The defendant at no time “admitted that he received $750.00 money of the Taft-Nelscott-Delake Water District.” I repeat, he never made such an admission. Toward the close of the trial, his attorney, addressing the trial judge, declared:
“If Your Honor please, I think—it will shorten the matter, and it is not very material anyhow— I think, I think the testimony on that deposit—the questions of whether or not that $750.00 check was deposited for a time, the testimony of the defendant was in error.”

(Set task 1) Locate each line of the entries that contains the word "dresser", and copy every such line.
The entries below the court passage are unrelated to it.

Pointing entries
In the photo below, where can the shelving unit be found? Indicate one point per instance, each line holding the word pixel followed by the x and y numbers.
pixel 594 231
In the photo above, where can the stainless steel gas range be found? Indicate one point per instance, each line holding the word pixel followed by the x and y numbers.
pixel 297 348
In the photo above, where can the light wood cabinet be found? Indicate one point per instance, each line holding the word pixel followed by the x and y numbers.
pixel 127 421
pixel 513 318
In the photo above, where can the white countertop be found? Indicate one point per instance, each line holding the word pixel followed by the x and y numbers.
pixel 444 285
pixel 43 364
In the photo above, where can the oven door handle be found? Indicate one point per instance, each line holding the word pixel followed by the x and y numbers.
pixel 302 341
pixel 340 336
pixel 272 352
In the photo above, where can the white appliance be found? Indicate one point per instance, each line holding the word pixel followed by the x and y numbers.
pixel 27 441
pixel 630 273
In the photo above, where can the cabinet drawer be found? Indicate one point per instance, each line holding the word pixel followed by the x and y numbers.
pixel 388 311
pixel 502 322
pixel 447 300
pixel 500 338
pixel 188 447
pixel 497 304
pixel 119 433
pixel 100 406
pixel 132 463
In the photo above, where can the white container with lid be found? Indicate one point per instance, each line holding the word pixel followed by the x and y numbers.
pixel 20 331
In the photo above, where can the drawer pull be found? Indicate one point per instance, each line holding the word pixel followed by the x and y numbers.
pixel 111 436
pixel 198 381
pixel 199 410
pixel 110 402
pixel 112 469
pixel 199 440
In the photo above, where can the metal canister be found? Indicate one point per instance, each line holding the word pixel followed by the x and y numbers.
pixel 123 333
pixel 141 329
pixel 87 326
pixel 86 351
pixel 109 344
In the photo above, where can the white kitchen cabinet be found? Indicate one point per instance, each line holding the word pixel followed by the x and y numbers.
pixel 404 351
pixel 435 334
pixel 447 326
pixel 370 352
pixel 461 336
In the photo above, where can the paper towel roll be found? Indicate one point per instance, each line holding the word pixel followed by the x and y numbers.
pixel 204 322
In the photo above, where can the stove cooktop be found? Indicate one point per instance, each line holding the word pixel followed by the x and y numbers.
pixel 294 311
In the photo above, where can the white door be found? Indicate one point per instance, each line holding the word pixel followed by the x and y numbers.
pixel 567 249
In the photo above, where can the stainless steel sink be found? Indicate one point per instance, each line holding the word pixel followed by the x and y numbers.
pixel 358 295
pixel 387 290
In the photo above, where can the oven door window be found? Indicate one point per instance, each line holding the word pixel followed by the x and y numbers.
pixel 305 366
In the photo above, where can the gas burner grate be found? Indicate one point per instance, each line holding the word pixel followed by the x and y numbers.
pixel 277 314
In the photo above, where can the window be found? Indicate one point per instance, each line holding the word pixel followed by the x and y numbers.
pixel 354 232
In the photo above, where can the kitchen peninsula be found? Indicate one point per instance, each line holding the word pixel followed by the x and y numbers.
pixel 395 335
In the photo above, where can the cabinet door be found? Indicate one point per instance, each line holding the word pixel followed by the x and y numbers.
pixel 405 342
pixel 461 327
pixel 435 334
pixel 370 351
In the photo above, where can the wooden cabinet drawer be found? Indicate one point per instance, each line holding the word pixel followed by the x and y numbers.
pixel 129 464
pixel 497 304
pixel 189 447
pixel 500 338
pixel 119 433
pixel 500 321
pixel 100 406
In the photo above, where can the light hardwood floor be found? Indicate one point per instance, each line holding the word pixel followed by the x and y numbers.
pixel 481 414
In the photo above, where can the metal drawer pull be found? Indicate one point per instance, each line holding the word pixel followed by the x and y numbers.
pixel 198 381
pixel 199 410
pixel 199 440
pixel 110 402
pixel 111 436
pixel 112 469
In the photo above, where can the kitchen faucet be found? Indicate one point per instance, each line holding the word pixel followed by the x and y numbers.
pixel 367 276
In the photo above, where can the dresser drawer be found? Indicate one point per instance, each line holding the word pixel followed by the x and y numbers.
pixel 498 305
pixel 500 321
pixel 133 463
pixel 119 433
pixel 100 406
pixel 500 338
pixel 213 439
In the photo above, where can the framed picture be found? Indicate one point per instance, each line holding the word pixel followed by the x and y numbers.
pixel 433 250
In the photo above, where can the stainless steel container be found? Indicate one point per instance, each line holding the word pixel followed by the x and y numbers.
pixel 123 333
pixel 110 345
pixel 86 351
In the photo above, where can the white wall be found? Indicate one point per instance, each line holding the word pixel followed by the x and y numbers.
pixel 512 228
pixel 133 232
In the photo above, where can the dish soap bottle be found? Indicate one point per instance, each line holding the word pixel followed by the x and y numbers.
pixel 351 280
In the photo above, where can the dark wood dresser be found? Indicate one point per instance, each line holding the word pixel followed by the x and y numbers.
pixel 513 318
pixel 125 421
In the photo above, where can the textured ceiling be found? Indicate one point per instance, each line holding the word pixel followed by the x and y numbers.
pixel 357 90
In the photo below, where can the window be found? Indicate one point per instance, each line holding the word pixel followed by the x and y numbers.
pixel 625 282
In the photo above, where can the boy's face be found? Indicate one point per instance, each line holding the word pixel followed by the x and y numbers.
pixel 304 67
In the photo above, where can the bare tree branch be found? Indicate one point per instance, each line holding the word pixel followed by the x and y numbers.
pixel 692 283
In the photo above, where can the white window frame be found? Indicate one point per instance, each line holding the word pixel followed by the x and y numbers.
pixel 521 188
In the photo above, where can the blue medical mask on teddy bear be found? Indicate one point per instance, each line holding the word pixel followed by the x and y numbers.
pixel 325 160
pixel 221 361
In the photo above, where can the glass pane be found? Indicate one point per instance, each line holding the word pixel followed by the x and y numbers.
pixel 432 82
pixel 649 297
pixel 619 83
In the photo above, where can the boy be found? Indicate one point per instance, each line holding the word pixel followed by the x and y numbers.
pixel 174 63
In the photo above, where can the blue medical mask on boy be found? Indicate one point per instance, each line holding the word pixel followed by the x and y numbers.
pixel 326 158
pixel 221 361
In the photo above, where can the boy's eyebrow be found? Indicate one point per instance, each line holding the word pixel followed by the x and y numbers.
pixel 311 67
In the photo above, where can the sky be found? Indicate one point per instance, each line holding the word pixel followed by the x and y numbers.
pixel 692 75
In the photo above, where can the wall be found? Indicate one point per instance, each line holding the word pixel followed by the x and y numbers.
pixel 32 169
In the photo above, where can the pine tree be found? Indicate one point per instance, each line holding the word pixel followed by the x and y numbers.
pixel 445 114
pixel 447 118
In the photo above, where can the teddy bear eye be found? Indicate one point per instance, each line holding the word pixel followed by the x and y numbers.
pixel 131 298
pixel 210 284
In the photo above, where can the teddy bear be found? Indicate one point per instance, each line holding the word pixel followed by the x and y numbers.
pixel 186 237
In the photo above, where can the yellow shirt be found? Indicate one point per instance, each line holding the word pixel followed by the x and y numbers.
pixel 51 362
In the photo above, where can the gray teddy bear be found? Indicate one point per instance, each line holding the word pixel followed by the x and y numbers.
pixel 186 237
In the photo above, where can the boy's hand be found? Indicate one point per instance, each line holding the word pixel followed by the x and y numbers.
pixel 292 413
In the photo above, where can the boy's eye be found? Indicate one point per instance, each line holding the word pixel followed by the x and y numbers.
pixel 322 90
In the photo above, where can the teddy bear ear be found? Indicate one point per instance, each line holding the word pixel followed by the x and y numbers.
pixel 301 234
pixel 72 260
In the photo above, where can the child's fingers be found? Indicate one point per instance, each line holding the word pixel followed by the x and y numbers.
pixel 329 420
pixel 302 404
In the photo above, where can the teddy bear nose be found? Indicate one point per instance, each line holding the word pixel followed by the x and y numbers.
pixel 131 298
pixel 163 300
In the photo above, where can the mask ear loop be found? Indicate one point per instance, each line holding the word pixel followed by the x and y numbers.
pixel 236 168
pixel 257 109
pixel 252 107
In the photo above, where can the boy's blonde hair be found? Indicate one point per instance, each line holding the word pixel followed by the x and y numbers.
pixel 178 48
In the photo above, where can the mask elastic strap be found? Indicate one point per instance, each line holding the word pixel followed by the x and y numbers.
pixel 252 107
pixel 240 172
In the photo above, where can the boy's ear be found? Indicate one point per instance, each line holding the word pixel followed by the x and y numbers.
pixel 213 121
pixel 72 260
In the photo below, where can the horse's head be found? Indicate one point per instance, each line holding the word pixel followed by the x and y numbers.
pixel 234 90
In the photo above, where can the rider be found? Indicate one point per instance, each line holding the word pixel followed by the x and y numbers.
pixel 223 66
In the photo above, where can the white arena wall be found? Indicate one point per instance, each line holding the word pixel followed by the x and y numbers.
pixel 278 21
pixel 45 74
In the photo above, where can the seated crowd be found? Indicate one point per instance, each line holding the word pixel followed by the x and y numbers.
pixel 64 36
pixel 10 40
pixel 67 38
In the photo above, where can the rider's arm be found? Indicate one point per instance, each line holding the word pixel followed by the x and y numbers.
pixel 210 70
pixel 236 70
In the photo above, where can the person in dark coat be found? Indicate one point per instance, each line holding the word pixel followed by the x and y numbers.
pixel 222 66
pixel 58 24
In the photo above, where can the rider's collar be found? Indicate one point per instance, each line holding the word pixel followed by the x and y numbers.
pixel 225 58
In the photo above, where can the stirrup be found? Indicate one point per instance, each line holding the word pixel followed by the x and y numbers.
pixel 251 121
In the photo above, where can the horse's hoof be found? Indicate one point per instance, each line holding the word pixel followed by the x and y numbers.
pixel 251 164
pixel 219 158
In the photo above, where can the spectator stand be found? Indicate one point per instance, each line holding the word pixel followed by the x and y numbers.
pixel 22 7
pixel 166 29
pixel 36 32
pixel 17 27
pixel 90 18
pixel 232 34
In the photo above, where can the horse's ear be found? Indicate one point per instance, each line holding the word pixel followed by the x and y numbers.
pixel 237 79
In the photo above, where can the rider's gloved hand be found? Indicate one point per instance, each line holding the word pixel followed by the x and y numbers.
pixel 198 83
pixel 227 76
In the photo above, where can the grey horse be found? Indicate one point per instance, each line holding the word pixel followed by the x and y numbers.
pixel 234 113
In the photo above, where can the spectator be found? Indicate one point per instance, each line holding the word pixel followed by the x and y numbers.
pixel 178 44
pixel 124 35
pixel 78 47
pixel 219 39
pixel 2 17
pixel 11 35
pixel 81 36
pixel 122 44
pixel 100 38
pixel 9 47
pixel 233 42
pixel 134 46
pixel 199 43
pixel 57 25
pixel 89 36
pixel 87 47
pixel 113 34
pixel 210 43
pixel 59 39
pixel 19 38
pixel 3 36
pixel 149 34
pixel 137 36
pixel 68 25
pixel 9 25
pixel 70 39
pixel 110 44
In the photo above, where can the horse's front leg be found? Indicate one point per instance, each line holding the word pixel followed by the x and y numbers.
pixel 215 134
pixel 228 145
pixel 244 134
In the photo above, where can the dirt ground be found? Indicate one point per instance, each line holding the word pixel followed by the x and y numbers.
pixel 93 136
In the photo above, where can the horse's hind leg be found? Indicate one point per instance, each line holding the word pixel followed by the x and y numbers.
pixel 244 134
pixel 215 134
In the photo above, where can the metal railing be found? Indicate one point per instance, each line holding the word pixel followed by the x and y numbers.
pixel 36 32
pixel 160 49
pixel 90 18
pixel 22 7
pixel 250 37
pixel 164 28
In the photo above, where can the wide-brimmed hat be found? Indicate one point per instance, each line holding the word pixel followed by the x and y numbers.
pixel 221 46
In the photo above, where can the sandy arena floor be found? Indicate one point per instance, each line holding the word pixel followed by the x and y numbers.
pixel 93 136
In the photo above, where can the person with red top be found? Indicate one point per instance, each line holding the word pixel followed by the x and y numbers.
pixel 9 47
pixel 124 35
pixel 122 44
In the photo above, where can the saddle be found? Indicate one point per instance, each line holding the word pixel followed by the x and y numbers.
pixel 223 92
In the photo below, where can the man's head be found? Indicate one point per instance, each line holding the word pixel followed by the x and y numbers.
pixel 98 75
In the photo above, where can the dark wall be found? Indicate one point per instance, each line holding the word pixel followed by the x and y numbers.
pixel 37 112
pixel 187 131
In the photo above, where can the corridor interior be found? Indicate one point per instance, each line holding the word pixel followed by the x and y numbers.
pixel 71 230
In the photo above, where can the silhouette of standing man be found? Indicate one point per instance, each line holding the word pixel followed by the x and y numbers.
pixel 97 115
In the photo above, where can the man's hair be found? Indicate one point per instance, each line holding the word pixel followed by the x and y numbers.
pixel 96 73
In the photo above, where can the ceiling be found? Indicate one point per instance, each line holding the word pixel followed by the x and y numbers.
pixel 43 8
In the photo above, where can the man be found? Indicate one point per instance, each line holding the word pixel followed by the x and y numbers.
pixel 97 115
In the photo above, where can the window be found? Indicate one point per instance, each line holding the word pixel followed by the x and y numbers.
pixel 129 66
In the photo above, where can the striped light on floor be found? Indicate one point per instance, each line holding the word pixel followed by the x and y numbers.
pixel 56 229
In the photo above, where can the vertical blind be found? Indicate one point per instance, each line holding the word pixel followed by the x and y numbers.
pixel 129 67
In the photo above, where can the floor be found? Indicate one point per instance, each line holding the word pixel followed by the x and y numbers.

(Set task 2) List the roles of the people at the trial that the court passage mentions.

(Written answer 1)
In the photo above, where can the dresser drawer be found? Indicate one point per instance, each line holding the word pixel followed by the x and y numbers.
In the photo above, where can the dark wood dresser be found? Indicate one point per instance, each line holding the word pixel followed by the x and y numbers.

(Written answer 2)
- the defendant
- his attorney
- the trial judge